(Task statement) Reproduce every entry below word for word, leaving out the pictures.

(Dataset excerpts)
********
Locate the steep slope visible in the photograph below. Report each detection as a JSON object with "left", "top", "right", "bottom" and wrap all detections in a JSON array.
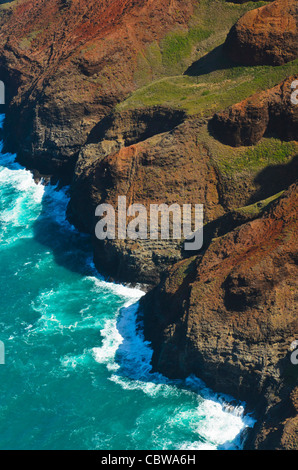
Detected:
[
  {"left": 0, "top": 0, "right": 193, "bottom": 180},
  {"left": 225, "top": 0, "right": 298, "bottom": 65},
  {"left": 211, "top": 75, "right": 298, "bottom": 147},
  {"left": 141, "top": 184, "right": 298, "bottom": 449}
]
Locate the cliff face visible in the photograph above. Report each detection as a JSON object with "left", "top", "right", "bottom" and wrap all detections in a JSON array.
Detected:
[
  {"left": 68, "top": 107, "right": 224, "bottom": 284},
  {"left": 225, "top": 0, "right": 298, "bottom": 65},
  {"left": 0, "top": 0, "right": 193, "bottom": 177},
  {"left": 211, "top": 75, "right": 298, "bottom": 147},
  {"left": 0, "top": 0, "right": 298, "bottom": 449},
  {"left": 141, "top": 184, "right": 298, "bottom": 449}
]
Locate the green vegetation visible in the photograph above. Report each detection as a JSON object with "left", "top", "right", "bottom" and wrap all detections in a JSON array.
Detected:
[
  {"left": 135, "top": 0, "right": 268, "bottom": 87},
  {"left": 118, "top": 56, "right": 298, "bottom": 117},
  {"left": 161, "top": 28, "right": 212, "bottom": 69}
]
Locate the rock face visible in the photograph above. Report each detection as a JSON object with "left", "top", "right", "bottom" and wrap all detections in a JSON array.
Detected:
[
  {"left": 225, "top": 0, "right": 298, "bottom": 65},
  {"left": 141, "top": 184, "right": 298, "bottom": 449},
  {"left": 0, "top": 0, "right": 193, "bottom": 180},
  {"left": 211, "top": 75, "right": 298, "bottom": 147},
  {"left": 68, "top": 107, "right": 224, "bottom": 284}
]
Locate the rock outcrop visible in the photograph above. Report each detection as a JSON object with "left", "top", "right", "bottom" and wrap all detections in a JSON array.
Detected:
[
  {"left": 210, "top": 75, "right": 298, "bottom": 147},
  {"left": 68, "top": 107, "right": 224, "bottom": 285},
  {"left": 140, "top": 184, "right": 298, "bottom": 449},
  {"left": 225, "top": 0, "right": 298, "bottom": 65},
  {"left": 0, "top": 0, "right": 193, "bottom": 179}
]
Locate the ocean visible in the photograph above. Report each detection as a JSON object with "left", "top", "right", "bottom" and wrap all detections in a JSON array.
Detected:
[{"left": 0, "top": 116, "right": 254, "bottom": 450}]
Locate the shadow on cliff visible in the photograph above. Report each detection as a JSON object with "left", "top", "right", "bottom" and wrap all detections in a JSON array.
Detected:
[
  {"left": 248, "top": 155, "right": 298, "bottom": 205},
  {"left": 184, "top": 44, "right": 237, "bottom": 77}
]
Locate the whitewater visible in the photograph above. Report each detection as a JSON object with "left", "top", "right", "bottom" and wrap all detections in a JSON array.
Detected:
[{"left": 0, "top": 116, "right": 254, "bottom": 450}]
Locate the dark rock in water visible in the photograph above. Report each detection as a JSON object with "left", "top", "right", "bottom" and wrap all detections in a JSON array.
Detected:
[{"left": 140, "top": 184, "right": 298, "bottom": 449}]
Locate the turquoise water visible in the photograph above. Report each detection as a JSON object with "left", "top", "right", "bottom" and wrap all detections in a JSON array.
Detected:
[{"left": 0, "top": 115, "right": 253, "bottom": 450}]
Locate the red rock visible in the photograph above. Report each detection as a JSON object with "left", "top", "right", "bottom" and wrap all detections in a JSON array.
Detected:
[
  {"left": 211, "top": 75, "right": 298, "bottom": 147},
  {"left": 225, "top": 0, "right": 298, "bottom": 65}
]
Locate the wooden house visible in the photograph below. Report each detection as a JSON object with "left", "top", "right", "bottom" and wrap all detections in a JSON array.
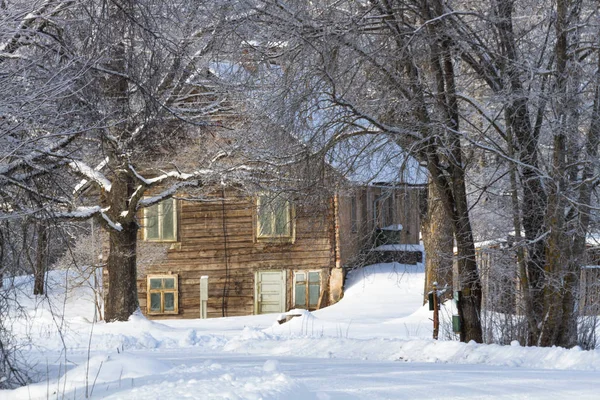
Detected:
********
(Response below)
Locate the steep slope visible in the photograph below. Report each detection as a JSON object with "left", "top", "right", "bottom" and wrap all detections in a JSON array.
Detected:
[
  {"left": 0, "top": 0, "right": 193, "bottom": 180},
  {"left": 225, "top": 0, "right": 298, "bottom": 65},
  {"left": 211, "top": 75, "right": 298, "bottom": 147},
  {"left": 141, "top": 184, "right": 298, "bottom": 449}
]
Locate the cliff face visible in the photograph above. Report each detection as a JSON object with "left", "top", "right", "bottom" and wrap all detections in a JSON array.
Detected:
[
  {"left": 68, "top": 107, "right": 224, "bottom": 284},
  {"left": 225, "top": 0, "right": 298, "bottom": 65},
  {"left": 0, "top": 0, "right": 193, "bottom": 177},
  {"left": 211, "top": 75, "right": 298, "bottom": 147},
  {"left": 0, "top": 0, "right": 298, "bottom": 449},
  {"left": 141, "top": 184, "right": 298, "bottom": 449}
]
Locate the green vegetation visible in the photograph above. Report each detection as a JSON object with "left", "top", "right", "bottom" and wrap all detections in a JSON array.
Detected:
[
  {"left": 135, "top": 0, "right": 268, "bottom": 87},
  {"left": 118, "top": 56, "right": 298, "bottom": 117},
  {"left": 161, "top": 28, "right": 212, "bottom": 69}
]
Locate the rock face visible in the photograph above. Report each detection as a JSON object with "left", "top", "right", "bottom" and wrap all detections in a JSON array.
Detected:
[
  {"left": 225, "top": 0, "right": 298, "bottom": 65},
  {"left": 141, "top": 184, "right": 298, "bottom": 449},
  {"left": 0, "top": 0, "right": 193, "bottom": 180},
  {"left": 211, "top": 75, "right": 298, "bottom": 147},
  {"left": 68, "top": 107, "right": 224, "bottom": 284}
]
Locate the rock outcrop visible in the photograph above. Report each detection as a JSON object with "left", "top", "right", "bottom" and wrap all detections in a JSON array.
Detected:
[
  {"left": 210, "top": 75, "right": 298, "bottom": 147},
  {"left": 68, "top": 107, "right": 224, "bottom": 285},
  {"left": 140, "top": 184, "right": 298, "bottom": 449},
  {"left": 225, "top": 0, "right": 298, "bottom": 65},
  {"left": 0, "top": 0, "right": 193, "bottom": 179}
]
Locate the ocean visible in the photograph above. Report each detection as a JSON object with "left", "top", "right", "bottom" and wrap all detections in a JSON array.
Detected:
[{"left": 0, "top": 116, "right": 254, "bottom": 450}]
Locate the shadow on cliff visible in the photograph above. Report each detection as a JSON object with "left", "top", "right", "bottom" and wrap all detections in a JSON array.
Detected:
[
  {"left": 248, "top": 155, "right": 298, "bottom": 205},
  {"left": 184, "top": 44, "right": 237, "bottom": 77}
]
Locate the whitewater visible in the photograph above. Report each detection as a JSON object with "left", "top", "right", "bottom" and wrap all detections in a JSON array.
Detected:
[{"left": 0, "top": 116, "right": 254, "bottom": 450}]
Locate the dark rock in water visible in the photograph above. Report each detection as a JSON object with "left", "top", "right", "bottom" and wrap all detections in a JSON array.
Detected:
[{"left": 140, "top": 184, "right": 298, "bottom": 449}]
Locate the turquoise water visible in the photograph above. Report each detection as a JSON object with "left", "top", "right", "bottom" and wrap all detections in a JSON array.
Detected:
[{"left": 0, "top": 115, "right": 253, "bottom": 450}]
Locate the red rock visible in the photograph above. Report each detection as a JSON object with "left", "top", "right", "bottom" and wrap all detections in a JSON array.
Detected:
[
  {"left": 211, "top": 75, "right": 298, "bottom": 147},
  {"left": 225, "top": 0, "right": 298, "bottom": 65}
]
Locate the wooden house visible in the photograph below. Report each detection as a JSON object with "left", "top", "right", "bottom" and wrap all detections in a JSON array.
Detected:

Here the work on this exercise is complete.